Source document:
Introduction¶
The issue of reproducibility of experiments is of paramount importance in scientific studies, as it influences the reliability of published findings. However when dealing with biological data, especially genomic data such as gene expression or SNP microarrays, it is not uncommon to have a very limited number of samples available, and these are usually represented by a huge number of measurements.
A common scenario is the so called case-control study: some quantities (e.g., gene expression levels, presence of alterations in key loci in the genome) are measured in a number of individuals who may be divided in two groups, or classes, depending whether they are affected by some kind of disease or not; the goal of the study is to find which ones, if any, among the possibly many measurements, or features, taken from the individuals (samples), can be used to define a function (sometimes the term model is used as well) able to predict, to some extent, to which class (in this case, a diseased individual or a healthy one) an individual belongs.

[Referring expression data]
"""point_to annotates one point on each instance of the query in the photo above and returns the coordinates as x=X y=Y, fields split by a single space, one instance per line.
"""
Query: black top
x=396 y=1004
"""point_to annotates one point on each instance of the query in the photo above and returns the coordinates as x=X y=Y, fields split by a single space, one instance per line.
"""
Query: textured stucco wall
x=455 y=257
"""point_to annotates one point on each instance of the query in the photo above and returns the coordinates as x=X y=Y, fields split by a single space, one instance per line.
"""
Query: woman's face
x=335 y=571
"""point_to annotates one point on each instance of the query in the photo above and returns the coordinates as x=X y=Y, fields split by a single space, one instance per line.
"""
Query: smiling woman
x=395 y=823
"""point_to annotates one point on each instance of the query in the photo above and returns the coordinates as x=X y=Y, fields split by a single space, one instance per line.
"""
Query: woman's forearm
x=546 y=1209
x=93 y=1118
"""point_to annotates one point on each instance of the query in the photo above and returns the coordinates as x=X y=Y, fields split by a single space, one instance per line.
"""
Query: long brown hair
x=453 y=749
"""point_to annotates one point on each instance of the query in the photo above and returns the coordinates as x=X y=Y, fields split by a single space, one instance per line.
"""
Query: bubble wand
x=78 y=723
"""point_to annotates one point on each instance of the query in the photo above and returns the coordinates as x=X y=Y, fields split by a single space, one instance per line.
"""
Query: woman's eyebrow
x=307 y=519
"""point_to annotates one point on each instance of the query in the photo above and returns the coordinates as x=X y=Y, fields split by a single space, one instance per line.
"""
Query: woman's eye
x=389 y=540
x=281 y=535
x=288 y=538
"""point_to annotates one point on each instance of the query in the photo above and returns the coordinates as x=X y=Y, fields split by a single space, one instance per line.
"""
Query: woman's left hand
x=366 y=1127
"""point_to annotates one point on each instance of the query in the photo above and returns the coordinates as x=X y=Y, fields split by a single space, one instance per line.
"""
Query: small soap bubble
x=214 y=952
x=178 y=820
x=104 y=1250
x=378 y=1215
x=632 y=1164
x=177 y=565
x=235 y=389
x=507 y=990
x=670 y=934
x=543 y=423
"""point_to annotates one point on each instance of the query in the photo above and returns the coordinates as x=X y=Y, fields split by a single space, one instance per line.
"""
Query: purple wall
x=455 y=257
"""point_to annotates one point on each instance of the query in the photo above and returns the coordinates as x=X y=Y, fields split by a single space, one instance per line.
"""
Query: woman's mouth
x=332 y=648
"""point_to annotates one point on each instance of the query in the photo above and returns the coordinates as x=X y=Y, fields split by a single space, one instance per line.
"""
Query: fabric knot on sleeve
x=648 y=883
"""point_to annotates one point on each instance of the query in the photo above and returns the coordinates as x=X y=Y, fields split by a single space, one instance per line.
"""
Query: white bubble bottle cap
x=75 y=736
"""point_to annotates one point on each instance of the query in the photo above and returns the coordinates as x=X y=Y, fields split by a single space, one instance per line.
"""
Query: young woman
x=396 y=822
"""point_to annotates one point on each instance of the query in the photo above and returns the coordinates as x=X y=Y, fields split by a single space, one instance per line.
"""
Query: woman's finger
* * *
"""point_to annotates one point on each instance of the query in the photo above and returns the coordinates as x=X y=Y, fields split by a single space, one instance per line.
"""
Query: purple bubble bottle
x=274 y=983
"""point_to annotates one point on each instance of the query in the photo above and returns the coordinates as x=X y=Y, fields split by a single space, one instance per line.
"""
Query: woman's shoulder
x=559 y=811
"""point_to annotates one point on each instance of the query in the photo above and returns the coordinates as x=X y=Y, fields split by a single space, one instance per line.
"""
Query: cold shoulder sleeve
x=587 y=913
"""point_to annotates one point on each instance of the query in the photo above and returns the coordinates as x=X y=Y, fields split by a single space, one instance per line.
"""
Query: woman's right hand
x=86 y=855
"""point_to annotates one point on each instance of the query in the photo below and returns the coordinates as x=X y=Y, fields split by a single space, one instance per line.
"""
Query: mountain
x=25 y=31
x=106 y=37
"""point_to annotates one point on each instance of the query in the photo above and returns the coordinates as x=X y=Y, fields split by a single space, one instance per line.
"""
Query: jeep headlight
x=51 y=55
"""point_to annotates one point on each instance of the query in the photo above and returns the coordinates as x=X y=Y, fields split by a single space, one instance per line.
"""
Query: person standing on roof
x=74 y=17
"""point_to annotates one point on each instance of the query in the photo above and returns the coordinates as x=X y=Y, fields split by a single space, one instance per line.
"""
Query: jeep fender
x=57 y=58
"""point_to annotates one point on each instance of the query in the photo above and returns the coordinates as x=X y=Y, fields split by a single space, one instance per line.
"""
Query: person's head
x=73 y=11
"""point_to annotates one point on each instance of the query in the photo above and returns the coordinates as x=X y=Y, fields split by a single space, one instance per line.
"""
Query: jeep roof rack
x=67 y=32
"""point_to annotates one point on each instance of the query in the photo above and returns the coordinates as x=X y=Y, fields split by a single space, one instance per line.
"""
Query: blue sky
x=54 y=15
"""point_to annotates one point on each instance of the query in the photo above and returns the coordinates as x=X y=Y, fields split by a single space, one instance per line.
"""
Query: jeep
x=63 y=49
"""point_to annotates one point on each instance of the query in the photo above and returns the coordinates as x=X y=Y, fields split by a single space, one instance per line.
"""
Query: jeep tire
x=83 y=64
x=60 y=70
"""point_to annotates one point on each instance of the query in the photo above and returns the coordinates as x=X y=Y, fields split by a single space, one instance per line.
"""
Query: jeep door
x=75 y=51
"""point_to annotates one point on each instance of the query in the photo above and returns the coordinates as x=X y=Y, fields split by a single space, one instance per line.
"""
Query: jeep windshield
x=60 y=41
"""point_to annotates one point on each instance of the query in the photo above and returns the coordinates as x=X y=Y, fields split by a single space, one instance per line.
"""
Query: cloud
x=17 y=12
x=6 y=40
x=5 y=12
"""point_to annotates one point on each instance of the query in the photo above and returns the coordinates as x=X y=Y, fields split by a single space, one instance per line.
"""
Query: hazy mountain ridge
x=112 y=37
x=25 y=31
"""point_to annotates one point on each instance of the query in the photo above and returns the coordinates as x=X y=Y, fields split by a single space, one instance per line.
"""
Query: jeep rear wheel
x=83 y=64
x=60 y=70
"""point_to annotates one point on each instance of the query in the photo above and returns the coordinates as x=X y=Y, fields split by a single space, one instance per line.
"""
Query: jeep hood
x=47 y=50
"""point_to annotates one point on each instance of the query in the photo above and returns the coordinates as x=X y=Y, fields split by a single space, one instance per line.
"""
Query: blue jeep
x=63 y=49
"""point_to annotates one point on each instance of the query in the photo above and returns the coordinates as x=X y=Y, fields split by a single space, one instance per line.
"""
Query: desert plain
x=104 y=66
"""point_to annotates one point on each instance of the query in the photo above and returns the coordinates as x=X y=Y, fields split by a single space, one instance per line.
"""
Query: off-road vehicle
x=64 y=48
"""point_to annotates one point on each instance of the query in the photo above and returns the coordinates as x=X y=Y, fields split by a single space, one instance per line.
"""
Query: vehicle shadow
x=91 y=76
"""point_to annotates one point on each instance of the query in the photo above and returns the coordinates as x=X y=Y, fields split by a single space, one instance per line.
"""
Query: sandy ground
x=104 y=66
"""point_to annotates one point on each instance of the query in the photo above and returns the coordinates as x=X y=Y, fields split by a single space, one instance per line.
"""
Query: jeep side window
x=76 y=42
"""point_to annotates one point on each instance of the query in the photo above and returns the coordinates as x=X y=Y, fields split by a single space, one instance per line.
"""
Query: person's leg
...
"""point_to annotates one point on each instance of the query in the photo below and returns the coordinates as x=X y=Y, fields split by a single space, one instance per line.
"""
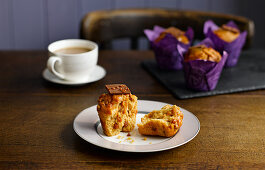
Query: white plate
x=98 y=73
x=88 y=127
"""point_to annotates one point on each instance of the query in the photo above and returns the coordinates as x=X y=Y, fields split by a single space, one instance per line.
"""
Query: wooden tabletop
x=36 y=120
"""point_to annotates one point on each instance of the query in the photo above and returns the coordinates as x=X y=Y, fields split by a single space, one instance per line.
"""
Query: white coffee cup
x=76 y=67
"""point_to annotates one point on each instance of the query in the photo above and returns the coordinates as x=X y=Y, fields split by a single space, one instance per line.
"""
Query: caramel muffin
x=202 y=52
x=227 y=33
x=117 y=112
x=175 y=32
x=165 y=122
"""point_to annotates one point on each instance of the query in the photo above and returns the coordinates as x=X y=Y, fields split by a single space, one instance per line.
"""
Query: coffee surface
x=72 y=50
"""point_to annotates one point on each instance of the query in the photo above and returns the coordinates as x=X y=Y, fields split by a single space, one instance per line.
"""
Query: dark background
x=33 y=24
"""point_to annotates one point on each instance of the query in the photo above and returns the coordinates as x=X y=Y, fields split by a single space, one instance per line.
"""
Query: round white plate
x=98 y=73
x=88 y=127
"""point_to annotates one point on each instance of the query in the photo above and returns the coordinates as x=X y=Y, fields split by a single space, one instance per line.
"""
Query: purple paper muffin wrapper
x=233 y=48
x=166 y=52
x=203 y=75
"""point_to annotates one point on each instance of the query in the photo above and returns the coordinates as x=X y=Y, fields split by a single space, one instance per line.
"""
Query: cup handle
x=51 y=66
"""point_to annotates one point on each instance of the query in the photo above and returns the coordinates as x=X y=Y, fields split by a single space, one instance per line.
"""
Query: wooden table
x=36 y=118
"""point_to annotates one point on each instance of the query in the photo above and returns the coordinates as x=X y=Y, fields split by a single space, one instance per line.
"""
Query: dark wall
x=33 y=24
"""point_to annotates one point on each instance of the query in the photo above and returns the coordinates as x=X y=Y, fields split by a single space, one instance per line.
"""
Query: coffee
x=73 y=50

Work instructions:
(A) In the introduction on reproducibility, what decides which of the two groups an individual falls into in a case-control study?
(B) Quote the introduction on reproducibility from "Introduction¶" up to and including "number of measurements.".

Written responses:
(A) Whether the individual is affected by some kind of disease or not.

(B)
Introduction¶
The issue of reproducibility of experiments is of paramount importance in scientific studies, as it influences the reliability of published findings. However when dealing with biological data, especially genomic data such as gene expression or SNP microarrays, it is not uncommon to have a very limited number of samples available, and these are usually represented by a huge number of measurements.